Texte extrait:
Ainsi, clairement, on voit dans ces deux textes la question de l’hygiène traitée dans ses deux versants : une accusation de défaut d’hygiène chez « l’indigène » qui légitime la ségrégation en vue de protéger l’expatrié. Et une ségrégation qui, à son tour, produit le défaut d’hygiène qu’elle prétend dénoncer. Un moralisme de l’hygiénisme conduit ainsi, sans faille, à justifier pour des raisons sanitaires une discrimination territoriale dont la conséquence est précisément le déficit sanitaire des populations autochtones. On peut ainsi appliquer au champ de la médecine ce que l’auteur affirme du droit :

Dans les possessions exotiques, à la différence de l’Europe, le droit n’a pas pour fonction de poser les fondements institutionnels et législatifs d’un Etat démocratique, d’émanciper et de rendre égaux les hommes et les citoyens, mais de discriminer les autochtones pour les soumettre aussi étroitement que possible.

L’ouvrage entier tourne autour d’une analyse des usages du concept de « mise en valeur » des territoires africains en particulier, pour montrer comment cette noble ambition est justement le premier facteur de la discrimination des personnes :

Plus généralement, la majorité des juristes et des responsables politiques de la Troisième République ont toujours combattu toute mesure susceptible de porter atteinte à ce qu’ils nomment les « nécessités » de la « mise en valeur » des colonies. En témoigne l’hostilité de la plupart des contemporains à la convention du 28 juin 1930, adoptée par la Conférence générale de l’Organisation internationale du travail, destinée à interdire le « travail forcé ou obligatoire ».

Consigne:
Ces affirmations concordent-elles avec l'extrait sur l'hygiène coloniale ? Répondez par oui ou par non, en citant les mots décisifs du texte.
1. La ségrégation engendre elle-même le défaut d'hygiène qu'elle dénonce.
2. La plupart des contemporains étaient favorables à la convention du 28 juin 1930.
3. Dans les possessions exotiques, le droit a pour rôle de discriminer les autochtones.
Seul l'extrait sur l'hygiène coloniale sert de référence.

Extrait des données:
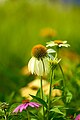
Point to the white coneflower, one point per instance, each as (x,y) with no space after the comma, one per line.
(39,64)
(58,43)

Réponse:
1. Oui : « une ségrégation qui, à son tour, produit le défaut d’hygiène qu’elle prétend dénoncer ».
2. Non : « En témoigne l’hostilité de la plupart des contemporains à la convention du 28 juin 1930 ».
3. Oui : « mais de discriminer les autochtones pour les soumettre aussi étroitement que possible ».